Entries pointing to named objects:
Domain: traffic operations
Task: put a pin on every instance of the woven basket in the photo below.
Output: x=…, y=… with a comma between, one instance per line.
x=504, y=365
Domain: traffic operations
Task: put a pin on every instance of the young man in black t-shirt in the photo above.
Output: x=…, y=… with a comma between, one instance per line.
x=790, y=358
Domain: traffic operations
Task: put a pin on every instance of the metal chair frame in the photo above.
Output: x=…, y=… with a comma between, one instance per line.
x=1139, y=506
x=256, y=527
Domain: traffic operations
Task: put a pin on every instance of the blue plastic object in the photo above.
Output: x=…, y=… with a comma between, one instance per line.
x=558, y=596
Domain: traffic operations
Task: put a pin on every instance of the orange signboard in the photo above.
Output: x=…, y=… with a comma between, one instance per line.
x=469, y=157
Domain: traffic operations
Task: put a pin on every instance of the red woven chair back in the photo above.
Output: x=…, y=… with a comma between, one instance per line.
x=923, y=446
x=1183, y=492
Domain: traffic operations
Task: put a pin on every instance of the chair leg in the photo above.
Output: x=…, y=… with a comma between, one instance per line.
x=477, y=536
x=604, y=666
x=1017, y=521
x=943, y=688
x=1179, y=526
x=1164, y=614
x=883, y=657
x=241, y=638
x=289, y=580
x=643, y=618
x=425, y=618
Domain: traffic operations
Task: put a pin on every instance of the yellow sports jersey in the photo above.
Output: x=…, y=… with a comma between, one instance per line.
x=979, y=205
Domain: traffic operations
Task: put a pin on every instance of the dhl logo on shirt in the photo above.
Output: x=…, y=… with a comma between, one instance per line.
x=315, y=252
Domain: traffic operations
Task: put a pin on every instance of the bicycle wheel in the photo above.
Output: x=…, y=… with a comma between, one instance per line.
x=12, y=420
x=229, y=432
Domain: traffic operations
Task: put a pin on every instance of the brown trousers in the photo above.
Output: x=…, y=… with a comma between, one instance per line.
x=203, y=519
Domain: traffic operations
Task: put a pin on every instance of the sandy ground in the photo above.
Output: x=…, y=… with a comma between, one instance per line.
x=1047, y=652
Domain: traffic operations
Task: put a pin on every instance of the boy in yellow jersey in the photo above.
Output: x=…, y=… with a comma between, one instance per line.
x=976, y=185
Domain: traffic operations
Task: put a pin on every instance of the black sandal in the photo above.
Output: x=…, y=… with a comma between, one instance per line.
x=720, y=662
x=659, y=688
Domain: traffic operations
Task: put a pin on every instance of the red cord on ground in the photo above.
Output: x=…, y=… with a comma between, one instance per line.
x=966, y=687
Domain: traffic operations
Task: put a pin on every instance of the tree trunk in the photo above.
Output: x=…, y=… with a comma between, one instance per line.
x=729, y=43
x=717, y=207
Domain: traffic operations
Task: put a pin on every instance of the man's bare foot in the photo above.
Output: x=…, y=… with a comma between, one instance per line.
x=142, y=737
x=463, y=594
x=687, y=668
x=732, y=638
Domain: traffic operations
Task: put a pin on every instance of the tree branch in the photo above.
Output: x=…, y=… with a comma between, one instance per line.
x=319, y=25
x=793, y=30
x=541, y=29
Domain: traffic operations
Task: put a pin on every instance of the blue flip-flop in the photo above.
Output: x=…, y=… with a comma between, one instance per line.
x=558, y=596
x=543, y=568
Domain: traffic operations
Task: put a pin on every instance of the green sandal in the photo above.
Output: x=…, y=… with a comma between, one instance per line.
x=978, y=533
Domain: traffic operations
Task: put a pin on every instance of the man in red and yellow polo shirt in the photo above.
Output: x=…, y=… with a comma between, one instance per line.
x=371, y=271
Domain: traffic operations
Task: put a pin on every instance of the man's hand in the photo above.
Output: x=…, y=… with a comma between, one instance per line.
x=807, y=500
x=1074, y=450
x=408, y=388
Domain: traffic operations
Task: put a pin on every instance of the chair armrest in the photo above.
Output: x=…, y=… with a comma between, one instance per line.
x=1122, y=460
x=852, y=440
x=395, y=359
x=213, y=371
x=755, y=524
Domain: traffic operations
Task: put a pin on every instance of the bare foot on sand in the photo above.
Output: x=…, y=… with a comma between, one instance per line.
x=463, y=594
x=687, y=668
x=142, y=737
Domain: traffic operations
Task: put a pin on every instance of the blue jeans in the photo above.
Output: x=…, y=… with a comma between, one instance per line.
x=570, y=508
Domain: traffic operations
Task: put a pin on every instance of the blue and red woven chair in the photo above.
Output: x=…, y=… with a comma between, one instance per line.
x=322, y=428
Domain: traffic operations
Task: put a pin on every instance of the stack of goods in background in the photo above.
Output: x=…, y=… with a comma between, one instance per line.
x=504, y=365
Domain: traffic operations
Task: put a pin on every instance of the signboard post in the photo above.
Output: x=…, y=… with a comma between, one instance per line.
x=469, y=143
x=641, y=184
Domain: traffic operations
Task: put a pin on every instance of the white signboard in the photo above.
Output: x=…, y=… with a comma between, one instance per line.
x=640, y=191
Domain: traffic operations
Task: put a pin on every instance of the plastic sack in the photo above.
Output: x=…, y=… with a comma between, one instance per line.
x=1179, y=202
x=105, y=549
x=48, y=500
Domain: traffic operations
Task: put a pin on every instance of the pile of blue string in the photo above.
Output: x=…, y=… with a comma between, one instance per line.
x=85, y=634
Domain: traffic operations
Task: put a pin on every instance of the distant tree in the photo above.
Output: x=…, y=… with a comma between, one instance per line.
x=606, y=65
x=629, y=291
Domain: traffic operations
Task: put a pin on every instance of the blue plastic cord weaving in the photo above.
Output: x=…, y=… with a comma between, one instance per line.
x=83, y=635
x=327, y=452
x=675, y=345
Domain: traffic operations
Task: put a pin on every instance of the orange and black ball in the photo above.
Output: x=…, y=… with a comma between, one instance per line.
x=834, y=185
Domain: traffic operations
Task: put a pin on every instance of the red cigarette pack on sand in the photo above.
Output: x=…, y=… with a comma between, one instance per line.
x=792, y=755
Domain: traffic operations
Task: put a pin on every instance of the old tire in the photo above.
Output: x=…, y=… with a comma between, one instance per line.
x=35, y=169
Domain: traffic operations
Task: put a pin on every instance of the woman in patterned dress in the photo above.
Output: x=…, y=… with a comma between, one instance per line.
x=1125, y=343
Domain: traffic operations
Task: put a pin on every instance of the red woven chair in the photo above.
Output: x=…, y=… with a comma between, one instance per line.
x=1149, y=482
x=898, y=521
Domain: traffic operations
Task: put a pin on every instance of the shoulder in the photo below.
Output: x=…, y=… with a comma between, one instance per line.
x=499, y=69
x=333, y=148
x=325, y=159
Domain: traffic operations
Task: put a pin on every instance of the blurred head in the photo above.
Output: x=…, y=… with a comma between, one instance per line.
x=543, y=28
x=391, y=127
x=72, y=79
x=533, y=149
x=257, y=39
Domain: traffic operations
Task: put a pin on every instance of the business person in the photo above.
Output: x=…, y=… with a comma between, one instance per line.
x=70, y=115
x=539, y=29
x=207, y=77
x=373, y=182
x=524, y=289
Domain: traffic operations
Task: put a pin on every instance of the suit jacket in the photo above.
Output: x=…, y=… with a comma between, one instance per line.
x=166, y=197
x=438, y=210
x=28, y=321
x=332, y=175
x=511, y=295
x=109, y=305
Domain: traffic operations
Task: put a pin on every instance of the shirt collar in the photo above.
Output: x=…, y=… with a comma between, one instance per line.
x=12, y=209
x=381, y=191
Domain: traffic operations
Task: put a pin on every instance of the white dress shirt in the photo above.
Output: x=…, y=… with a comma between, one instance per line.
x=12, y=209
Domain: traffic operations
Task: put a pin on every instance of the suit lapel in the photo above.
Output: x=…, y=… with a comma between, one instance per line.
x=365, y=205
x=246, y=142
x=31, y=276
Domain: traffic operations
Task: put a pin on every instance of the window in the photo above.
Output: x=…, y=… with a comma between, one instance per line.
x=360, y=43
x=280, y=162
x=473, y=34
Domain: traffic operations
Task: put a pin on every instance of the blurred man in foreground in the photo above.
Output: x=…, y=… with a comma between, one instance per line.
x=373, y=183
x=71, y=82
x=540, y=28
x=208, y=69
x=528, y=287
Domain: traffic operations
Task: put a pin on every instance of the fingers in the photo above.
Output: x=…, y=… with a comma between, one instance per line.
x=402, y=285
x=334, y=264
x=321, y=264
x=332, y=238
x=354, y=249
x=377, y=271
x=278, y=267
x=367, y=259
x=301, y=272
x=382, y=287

TO DO: Please extract the lines of the records above, running from the start of the records through the line containing "x=1183, y=492", and repeat them without changes.

CORRECT ANSWER:
Domain: traffic operations
Task: put a pin on every instance of the woven basket in the photo below.
Output: x=…, y=… with a comma between, one instance per line.
x=504, y=365
Domain: traffic operations
Task: put a pin on every instance of the young man in black t-shirt in the photo above.
Output: x=…, y=… with a comma between, one instance per line.
x=790, y=358
Domain: traffic operations
Task: put a pin on every instance of the metal chair frame in the photo above.
Output: x=…, y=… with a comma between, one instance per line.
x=1139, y=506
x=256, y=527
Domain: traffic operations
Task: put a pin on every instance of the blue plastic object in the photo above.
Output: x=…, y=… with a comma between, one instance per line.
x=558, y=596
Domain: traffic operations
Task: put a pin on every instance of the orange signboard in the photo above.
Output: x=…, y=… with a comma between, one instance per line.
x=469, y=157
Domain: traffic operations
Task: put a pin on every instance of the red woven chair back in the photo above.
Output: x=…, y=… with a comma between, one instance per line.
x=923, y=446
x=1183, y=492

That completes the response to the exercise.